[Extracted data entries]
———
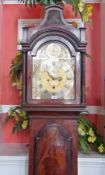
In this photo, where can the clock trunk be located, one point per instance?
(53, 92)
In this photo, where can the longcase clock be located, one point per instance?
(53, 92)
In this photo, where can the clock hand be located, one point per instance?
(59, 78)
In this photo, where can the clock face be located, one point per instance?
(53, 73)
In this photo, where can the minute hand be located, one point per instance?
(54, 77)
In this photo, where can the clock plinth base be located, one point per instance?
(53, 146)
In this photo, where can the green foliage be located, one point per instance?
(16, 71)
(79, 6)
(18, 115)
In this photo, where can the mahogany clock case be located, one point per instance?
(53, 66)
(53, 92)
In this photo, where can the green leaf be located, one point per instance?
(84, 145)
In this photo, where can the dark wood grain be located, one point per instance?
(53, 123)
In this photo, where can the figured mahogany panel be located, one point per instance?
(53, 147)
(52, 151)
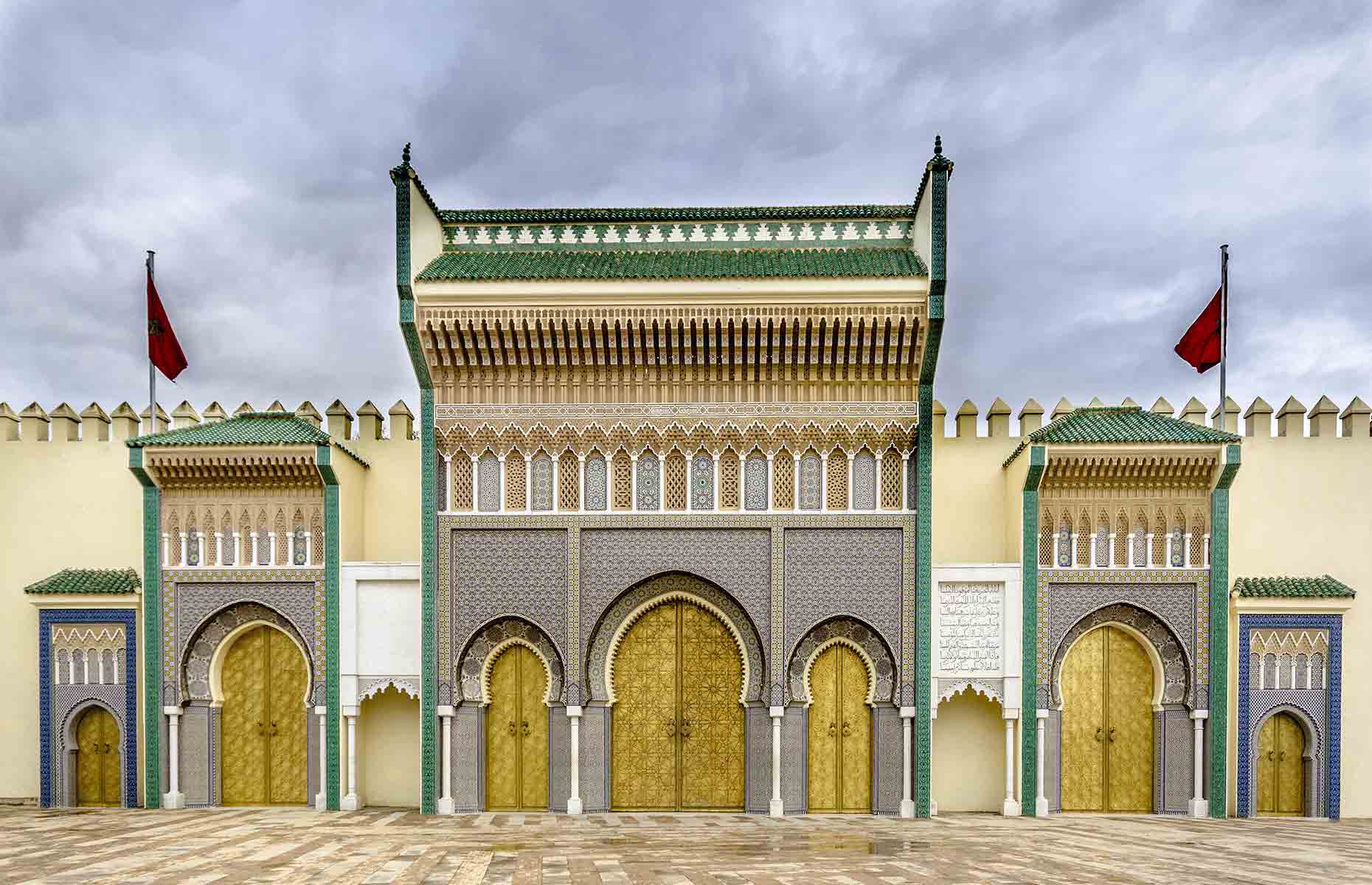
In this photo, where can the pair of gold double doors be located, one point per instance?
———
§ What is asked
Copy the data above word for word, leaving out the pictures.

§ Finished answer
In this photo, where can the clock trunk be located, one point per instance?
(53, 92)
In this photo, where can the longcase clock be located, one point per instance?
(53, 92)
In this photo, where can the clock hand be located, one point per instance?
(59, 78)
In this photo, where can the clock face be located, one point per instance?
(53, 73)
In this photo, where can the minute hand be located, one point per instance?
(54, 77)
In this photo, where can the clock plinth base be located, one point per instance?
(53, 146)
In this photo, where can the green foliage be located, one point per instance?
(16, 71)
(79, 6)
(18, 115)
In this photo, where can the mahogany clock case be located, one point per instance?
(53, 66)
(53, 92)
In this photo, where can the green leaf be located, one point per instance?
(84, 145)
In this photo, where can the dark wood grain be located, one point per instance?
(53, 123)
In this photo, where can the figured mahogany panel be located, one point per instance?
(53, 147)
(52, 151)
In this photo, where can the pair of gold double doors be located, one point per instance?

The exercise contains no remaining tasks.